TEXT SECTION:

□ □ □ □

Wind Turbine Technician

Technical Communications is a foundational course designed to equip students with the essential skills necessary for effective communication in technical and professional settings. Through a blend of theoretical knowledge and practical application, students will learn various communication strategies, including written, oral, and visual communication techniques tailored specifically for technical contexts. Leveraging Office 365 software applications, students will integrate tools such as Microsoft Word, PowerPoint, Excel, and Teams to enhance their communication skills and streamline collaborative projects. By the end of the course, students will have developed the proficiency to communicate technical concepts clearly and concisely to diverse audiences using digital platforms.

This course covers the core principles and operations of algebra and trigonometry, including linear, quadratic, and trigonometric functions, graphs, and equations. Emphasis is placed on developing fluency and conceptual understanding through practice, preparing students for further studies in applied mathematics, fostering both fluency and conceptual depth through interactive learning experiences.

Electrical Fundamentals is designed to introduce students to the fundamental principles of electrical theory, providing them with the knowledge and skills necessary to analyze and design basic electrical circuits. Through a combination of theoretical learning and practical applications, students will explore key topics including atomic structure, static electricity, sources of Electromotive Force (EMF), batteries, simple electrical circuits, conventional and electron flow, as well as the principles of voltage, current, resistance, work, power, and energy. Emphasis will be placed on developing a solid understanding of these concepts through hands-on experiments, problem-solving exercises, and real-world applications, laying the groundwork for Electrical Fundamentals 2. 

Code and Drawing is a foundational first-year college course that immerses students in the fundamental principles of electrical code and technical drawing techniques. Through an integrated curriculum, students will explore the Canadian Electrical Code (CEC) and other relevant regulations, gaining an understanding of their application in system design and installation within Canada. Additionally, students will develop proficiency in technical drawing, focusing on creating precise schematics, diagrams, and plans that adhere to code requirements. Emphasis will be placed on interpreting the CEC, applying it to design solutions, and effectively communicating electrical system layouts through detailed drawings. 

This course focuses on applying safety rules outlined in the Occupational Health and Safety Act while performing installation procedures for electrical devices, cables, and conduits. Students gain hands-on experience wiring residential, signal, and relay circuits, and learn to produce single-line wiring diagrams and lab reports. By the end of the course, students will have acquired the knowledge and practical experience necessary to safely and effectively install electrical systems, preparing them for real-world applications in industry.

□ □ □ □

SOURCE DATA:

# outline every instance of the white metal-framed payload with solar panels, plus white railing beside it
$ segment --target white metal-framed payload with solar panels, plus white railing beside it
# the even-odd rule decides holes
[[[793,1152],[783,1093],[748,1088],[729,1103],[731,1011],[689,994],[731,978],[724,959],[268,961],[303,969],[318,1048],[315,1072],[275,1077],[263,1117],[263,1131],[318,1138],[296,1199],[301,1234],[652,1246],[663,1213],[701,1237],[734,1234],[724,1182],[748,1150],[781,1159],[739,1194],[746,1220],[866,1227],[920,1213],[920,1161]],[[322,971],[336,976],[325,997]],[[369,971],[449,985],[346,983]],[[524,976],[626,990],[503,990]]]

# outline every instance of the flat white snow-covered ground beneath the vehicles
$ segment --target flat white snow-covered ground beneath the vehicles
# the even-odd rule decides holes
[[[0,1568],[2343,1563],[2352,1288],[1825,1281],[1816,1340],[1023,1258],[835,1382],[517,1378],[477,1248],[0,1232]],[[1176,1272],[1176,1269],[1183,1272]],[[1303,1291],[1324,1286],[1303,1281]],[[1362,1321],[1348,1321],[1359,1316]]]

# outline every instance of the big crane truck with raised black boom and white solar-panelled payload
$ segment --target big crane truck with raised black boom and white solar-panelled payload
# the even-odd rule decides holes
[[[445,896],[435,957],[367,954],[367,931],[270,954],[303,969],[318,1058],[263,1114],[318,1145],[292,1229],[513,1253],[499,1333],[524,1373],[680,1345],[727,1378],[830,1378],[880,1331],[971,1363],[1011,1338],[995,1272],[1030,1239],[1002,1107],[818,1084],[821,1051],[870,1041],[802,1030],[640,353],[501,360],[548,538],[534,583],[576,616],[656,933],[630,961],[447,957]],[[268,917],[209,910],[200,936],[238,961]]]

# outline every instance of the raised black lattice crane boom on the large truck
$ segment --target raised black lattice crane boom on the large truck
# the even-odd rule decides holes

□ □ □ □

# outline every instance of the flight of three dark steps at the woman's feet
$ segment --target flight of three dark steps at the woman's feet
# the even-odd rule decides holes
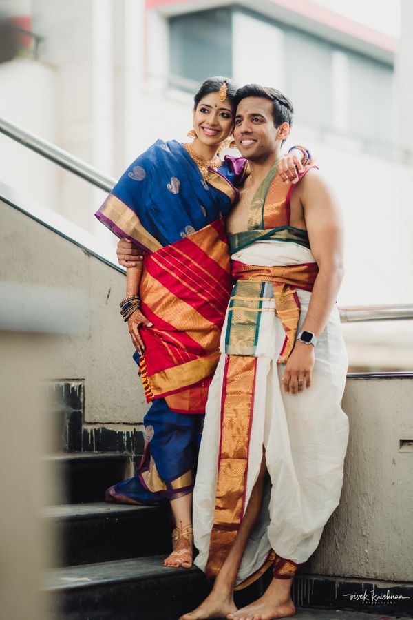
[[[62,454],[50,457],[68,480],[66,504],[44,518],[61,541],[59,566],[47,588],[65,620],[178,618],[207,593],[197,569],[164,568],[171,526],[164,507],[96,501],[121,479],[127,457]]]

□ □ □ □

EXERCISE AIM: Continue the Wind Turbine Technician course descriptions past their final paragraph.

ANSWER TO THE PROBLEM:
Renewable Energy is a foundational course designed to provide students with a comprehensive understanding of renewable energy technologies, their applications, and their role in addressing global energy challenges. Students learn energy and power fundamentals and the units of measurement required to work with energy and power data. The course provides an overview of Renewable Energy Systems including solar, wind, hydro, tidal, bimass, solar thermal and heat pumps. Learners develop the mathematical skills to work with energy data through laboratory exercises. Students explore the history electricity generation and the impacts of such systems used in societies throughout the world.

Data Literacy and Network Communications is an introductory course designed to provide students with a foundational understanding of data concepts and network communications in the context of modern information systems. This course aims to develop students' ability to interpret, analyze, and communicate data effectively, while also exploring the fundamentals of network communications and their role in data transmission and exchange. Through theoretical knowledge and hands-on exercises, students will gain practical skills essential for navigating the data-rich environments of today's interconnected world.

Expanding on the principles of Electrical Fundamentals 1, this course is designed to deepen students' understanding of electrical theory and expand their skills in analyzing and designing electrical systems. Building upon the foundational knowledge acquired in the previous course, students delve into topics including power generation (conventional and renewable), magnetic induction, capacitance, and voltage/current in relation to time, and semiconductor theory. Through a combination of theoretical learning and hands-on experiments, students explore the behavior of semiconductor devices, gain proficiency in circuit analysis methods, and learn to design and troubleshoot electrical generation, distribution, and storage systems. Emphasis is placed on developing critical thinking and problem-solving skills through challenging projects and real-world applications, preparing students for careers in the electrical field.

Code, Prints, and AutoCAD is a course focusing on electrical design, building upon foundational knowledge introduced in the previous course, code and drawing. Through a blend of theoretical learning and hands-on exercises, students deepen their understanding of electrical codes, particularly the Canadian Electrical Code (CEC), and learn technical drawing skills using AutoCAD software. Students also learn to interpret construction drawings and specifications, enhancing their ability to create precise schematics and plans. By the end of the course, students are proficient in using AutoCAD to produce designs that comply with industry standards, preparing them for roles in various sectors.

Electromechanical Systems is an introductory course designed to provide students with a comprehensive understanding of the principles, components, and applications of electromechanical systems in various disciplines. This course integrates fundamental concepts from electrical engineering and mechanical engineering to analyze, design, and control systems that involve the interaction of electrical and mechanical components.

This course provides a comprehensive introduction to instrumentation systems. Students will learn common terminology, measurement units for pressure and temperature, and conversion between temperature scales. Topics include Thermocouples, Thermistors, and Resistance Temperature Detectors (RTD), as well as deformation elements and accuracy assessment of pressure measuring equipment. Industrial pressure sensors, instrumentation symbols, and principles of measuring physical parameters such as pressure, temperature, flow, level, speed, and vibration will be covered. Additionally, students will explore concepts of measurement accuracy, error, data collection, presentation, and feedback control, with practical experience in computerized data collection labs.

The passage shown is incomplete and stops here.